Yesterday I wrote about my frustration with Windows 10. Twice in the last few weeks, I have brought my laptop to my hotel room, in order to do a few items for an hour; and then been prevented from doing so, by an unwanted and unstoppable “upgrade” which locked out the machine all evening. I update very regularly, so these events are deeply intrusive.
I’ve taken the plunge and rolled my travelling laptop back to Windows 7. It’s not easy, but it is doable.
What I call my “travelling laptop” is not my main machine, the loss of which would be a serious blow. Instead it is a very plastic, very cheap Acer Aspire 5552, which I bought for £200 quite a few years ago. It was bought because I could afford to lose it. But it turned out to be a little gem. Some years ago I replaced the hard drive with a solid-state disk of the same capacity, copying the disk like-for-like. This speeded it up, and it runs perfectly.
Like many laptops, it has a hidden partition, on which the factory supplied software hides. So I knew that I could revert to the factory version. This, of course, was Windows 7.
I must say that I am deeply impressed with Acer. When I installed Windows 10, it wrote all over the MBR – the main boot record, which controls startup, and which Acer altered so that you could call up the recovery partition. That was very cavalier of Microsoft. But Acer had thought of this. You could still revert to factory setting, using the Acer eRecovery software, still installed on the ordinary disk. This is what I did.
First I copied the files that I wanted to an external drive. There weren’t that many. It’s not my main machine, after all.
Then I fired up eRecovery, and told it to erase the C: drive and restore to factory settings. It rebooted fairly soon, and I could see at once that the MBR had been restored. The option to hit F2 to enter the BIOS – erased by Windows 10 – had reappeared. This was a good sign!
Quite a bit of groaning later, and Windows 7 reappeared. I went through the initial config, and there it was!
But of course I wasn’t done. Firstly I had to get rid of the awful MacAfee software which manufacturers burden us with. I had to download the tool to get rid of it too – many an unwary person has run the “uninstall” – which doesn’t actually get rid of parts of it – and ended up running two anti-virus packages at the same time. This reduces the speed to a crawl.

• **DATA SUPPLIED**
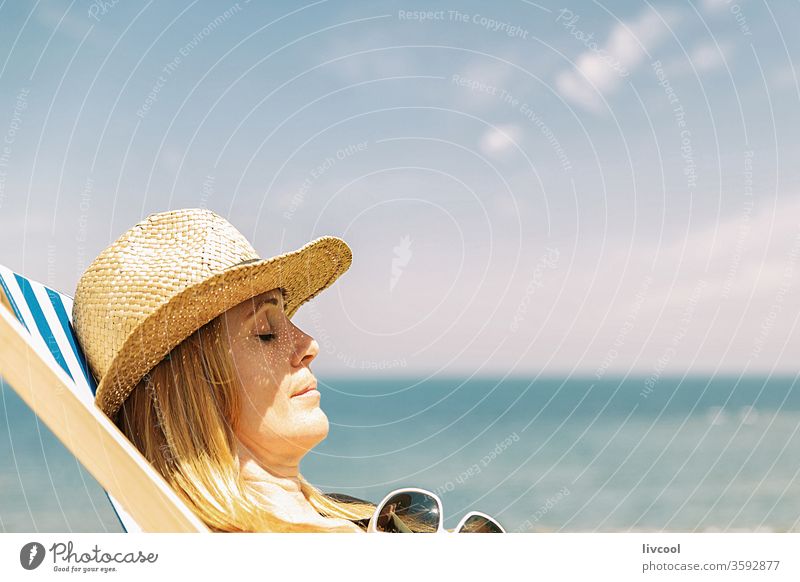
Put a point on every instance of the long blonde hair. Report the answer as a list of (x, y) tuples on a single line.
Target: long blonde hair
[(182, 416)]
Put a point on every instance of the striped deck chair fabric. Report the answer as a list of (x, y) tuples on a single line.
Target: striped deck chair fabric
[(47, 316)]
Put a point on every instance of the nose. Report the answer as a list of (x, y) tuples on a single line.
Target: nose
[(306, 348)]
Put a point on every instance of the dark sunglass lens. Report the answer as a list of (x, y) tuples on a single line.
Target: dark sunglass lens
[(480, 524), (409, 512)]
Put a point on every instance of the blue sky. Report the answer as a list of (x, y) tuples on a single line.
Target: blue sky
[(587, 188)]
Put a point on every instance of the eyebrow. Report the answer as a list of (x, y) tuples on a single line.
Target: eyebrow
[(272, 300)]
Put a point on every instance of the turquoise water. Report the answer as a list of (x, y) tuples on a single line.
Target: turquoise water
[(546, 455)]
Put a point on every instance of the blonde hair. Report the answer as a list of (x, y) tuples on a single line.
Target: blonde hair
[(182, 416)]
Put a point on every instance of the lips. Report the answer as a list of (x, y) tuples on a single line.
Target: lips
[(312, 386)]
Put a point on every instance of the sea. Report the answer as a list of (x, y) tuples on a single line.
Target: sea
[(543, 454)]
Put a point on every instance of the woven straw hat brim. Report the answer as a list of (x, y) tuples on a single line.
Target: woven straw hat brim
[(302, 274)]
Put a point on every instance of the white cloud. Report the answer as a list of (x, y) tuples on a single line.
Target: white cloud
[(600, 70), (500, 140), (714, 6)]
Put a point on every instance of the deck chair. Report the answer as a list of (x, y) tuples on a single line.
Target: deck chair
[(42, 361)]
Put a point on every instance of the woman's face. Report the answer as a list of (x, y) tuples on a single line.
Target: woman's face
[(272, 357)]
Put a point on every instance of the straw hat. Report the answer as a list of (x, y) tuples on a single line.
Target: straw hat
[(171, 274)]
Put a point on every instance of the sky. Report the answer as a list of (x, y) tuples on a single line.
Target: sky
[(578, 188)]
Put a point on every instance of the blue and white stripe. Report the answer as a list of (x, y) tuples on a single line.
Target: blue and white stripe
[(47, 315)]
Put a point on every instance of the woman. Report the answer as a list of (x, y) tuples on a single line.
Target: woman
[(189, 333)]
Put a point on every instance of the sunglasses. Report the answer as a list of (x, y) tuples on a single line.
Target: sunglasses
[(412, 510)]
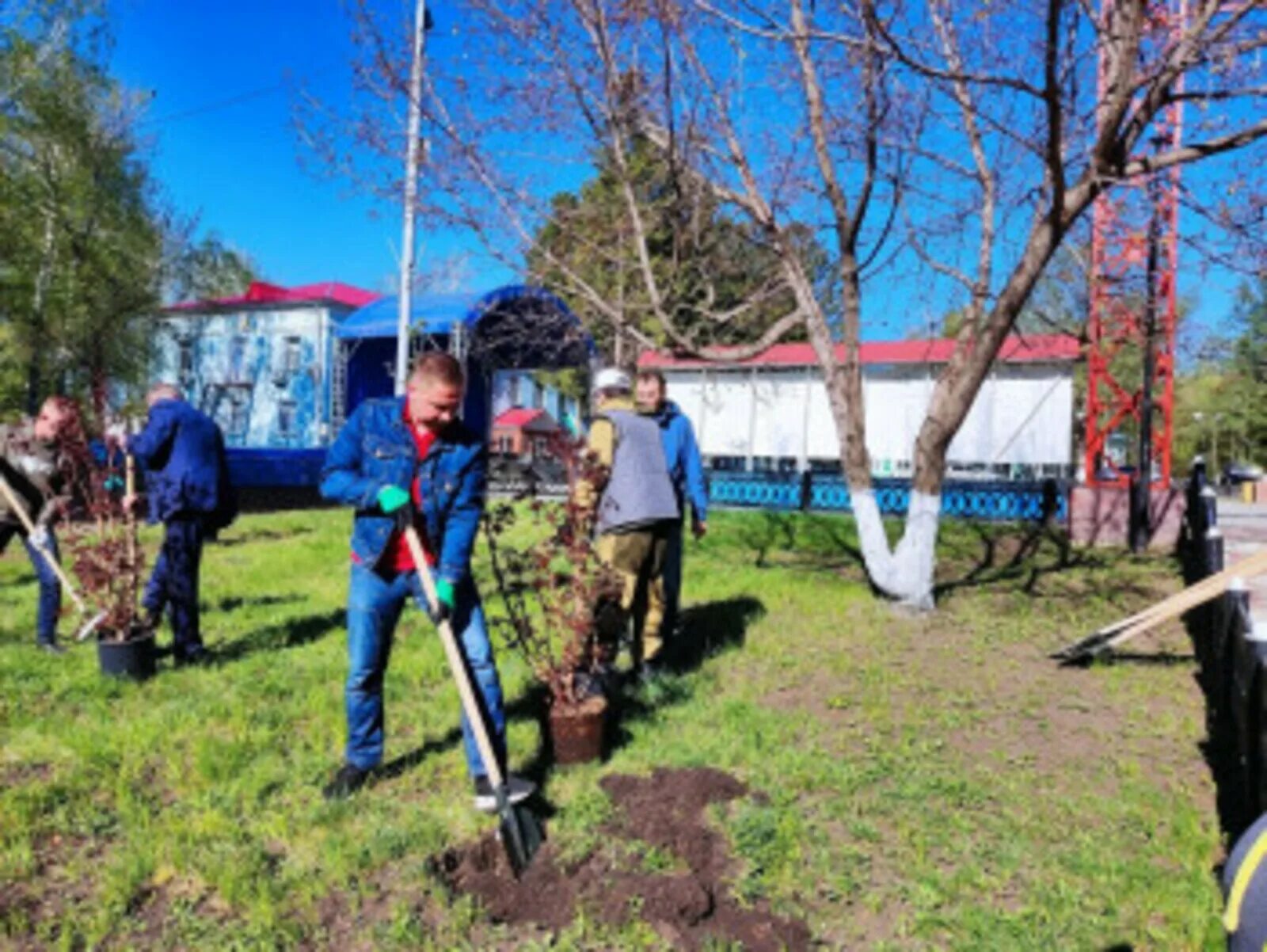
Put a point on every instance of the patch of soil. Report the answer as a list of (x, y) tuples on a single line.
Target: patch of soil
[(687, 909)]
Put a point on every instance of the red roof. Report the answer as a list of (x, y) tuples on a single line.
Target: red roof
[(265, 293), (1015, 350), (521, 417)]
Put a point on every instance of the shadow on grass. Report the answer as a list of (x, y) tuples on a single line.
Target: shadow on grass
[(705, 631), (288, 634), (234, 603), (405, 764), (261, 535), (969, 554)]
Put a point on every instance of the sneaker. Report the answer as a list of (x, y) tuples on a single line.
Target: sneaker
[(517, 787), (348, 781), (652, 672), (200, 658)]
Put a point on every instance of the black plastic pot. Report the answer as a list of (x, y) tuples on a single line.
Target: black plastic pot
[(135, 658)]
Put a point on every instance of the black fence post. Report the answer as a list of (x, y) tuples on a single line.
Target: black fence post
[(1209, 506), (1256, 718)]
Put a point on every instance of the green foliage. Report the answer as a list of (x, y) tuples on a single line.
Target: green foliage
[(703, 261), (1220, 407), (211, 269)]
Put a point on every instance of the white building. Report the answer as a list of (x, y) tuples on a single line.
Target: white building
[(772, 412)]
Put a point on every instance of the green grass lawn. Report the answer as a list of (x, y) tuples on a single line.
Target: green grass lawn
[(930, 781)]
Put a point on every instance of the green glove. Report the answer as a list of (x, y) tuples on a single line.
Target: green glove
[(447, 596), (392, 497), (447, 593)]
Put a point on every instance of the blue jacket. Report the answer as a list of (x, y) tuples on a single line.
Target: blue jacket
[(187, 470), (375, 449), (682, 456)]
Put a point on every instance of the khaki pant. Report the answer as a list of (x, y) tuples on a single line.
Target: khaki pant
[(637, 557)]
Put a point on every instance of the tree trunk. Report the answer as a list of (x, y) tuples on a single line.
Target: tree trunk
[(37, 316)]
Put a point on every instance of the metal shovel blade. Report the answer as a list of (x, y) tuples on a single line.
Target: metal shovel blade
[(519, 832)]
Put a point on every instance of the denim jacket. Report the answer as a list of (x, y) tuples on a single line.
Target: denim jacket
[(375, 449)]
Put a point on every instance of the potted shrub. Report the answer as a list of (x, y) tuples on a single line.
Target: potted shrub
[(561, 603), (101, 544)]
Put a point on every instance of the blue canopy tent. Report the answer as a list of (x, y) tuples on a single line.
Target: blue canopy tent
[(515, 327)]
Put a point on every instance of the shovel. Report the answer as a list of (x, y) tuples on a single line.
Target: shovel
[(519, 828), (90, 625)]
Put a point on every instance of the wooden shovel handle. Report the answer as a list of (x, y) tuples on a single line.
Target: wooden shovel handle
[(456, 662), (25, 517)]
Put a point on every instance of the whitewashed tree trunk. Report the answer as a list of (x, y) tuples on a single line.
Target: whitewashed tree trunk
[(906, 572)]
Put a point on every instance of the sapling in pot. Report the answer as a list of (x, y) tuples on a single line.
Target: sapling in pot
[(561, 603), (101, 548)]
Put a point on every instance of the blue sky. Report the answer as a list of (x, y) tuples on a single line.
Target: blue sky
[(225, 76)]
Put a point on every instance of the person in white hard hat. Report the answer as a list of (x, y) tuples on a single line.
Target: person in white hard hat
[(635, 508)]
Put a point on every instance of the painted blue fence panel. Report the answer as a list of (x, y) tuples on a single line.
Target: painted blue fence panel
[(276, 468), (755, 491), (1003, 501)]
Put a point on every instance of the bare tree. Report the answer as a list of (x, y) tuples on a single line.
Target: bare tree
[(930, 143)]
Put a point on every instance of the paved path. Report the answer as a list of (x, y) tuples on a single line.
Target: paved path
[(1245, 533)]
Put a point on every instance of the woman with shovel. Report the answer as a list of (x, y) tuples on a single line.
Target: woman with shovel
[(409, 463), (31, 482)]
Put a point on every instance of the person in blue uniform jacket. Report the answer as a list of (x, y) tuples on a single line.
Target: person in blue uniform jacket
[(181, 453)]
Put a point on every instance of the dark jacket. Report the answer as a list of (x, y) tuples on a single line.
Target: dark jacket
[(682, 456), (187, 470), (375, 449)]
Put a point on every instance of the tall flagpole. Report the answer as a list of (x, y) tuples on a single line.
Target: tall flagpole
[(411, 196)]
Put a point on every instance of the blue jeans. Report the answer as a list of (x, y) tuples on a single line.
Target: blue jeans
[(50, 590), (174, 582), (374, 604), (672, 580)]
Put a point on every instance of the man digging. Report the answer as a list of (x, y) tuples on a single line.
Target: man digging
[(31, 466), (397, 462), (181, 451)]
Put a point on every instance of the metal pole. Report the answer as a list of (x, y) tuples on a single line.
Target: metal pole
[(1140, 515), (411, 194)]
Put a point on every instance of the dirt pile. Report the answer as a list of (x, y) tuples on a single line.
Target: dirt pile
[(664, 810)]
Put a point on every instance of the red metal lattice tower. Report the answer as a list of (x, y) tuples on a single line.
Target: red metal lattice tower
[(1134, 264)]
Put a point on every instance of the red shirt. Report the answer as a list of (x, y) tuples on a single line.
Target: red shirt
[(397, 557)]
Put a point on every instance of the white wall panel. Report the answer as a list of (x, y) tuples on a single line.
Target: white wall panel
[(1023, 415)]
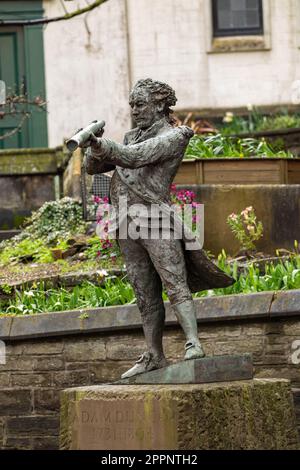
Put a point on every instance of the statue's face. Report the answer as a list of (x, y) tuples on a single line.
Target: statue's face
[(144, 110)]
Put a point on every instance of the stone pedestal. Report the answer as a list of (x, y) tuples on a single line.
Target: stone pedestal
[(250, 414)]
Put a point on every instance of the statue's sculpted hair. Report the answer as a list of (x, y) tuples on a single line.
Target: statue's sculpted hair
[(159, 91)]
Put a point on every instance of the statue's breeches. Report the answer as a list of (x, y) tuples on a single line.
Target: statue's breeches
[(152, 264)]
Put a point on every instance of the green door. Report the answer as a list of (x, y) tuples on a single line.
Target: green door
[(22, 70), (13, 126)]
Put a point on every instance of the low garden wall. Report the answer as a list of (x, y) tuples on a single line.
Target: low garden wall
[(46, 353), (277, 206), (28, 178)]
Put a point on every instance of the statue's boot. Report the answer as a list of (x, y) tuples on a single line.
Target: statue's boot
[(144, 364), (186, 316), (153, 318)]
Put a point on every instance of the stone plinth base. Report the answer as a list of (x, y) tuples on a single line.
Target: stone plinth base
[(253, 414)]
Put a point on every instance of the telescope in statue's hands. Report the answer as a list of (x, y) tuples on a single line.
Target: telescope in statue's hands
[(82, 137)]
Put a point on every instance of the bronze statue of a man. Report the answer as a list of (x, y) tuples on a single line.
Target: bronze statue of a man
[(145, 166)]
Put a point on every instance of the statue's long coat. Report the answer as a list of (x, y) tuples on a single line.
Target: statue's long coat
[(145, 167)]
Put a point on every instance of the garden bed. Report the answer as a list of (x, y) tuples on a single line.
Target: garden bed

• **REQUIRED WORK**
[A] Reproduce word for word the passage of the Windows 7 rollback post that begins with "Then I fired" and ends with "there it was!".
[B] Carry the Windows 7 rollback post on from its last sentence.
The entries can be set aside.

• **ANSWERS TO THE EXERCISE**
[A]
Then I fired up eRecovery, and told it to erase the C: drive and restore to factory settings. It rebooted fairly soon, and I could see at once that the MBR had been restored. The option to hit F2 to enter the BIOS – erased by Windows 10 – had reappeared. This was a good sign!
Quite a bit of groaning later, and Windows 7 reappeared. I went through the initial config, and there it was!

[B]
Secondly, I ran Windows Update. This only brought up a few minor updates, to my surprise; until a box popped up, informing me that the version of Windows 7 was obsolete. Of course – I needed to upgrade to Service Pack 1 (SP1). A link was provided!
The Microsoft link took me … to a Microsoft page that barely functioned. I was very unimpressed. You would only visit this page if you had an ancient version of Windows with an ancient version of Internet Explorer (in my case version 8). But the page didn’t work with that. Attempting to install IE11 brought me the curt message that this wasn’t supported on Win7 without SP1.
In the end I gave up, and installed Chrome. This installed beautifully, and didn’t mess me around. Well done Google.
Then I got hold of the SP1 installer, not without trouble – rubbish website, Microsoft, rubbish website. I ran it, it worked, I reran Windows Update and … I have 187 updates to install. Um.
It’s rather late now, and it was a long day, so I shall do those in batches tomorrow.
But I really am impressed with Acer. They saved my bacon. I’m fairly impressed with Google Chrome, who didn’t cause me trouble.
It’s funny to see Windows 7 again. It looks old-fashioned now. Such is the power of fashion and design, that something that once looked very modern now looks out of date!
All the same, I am glad to see it again!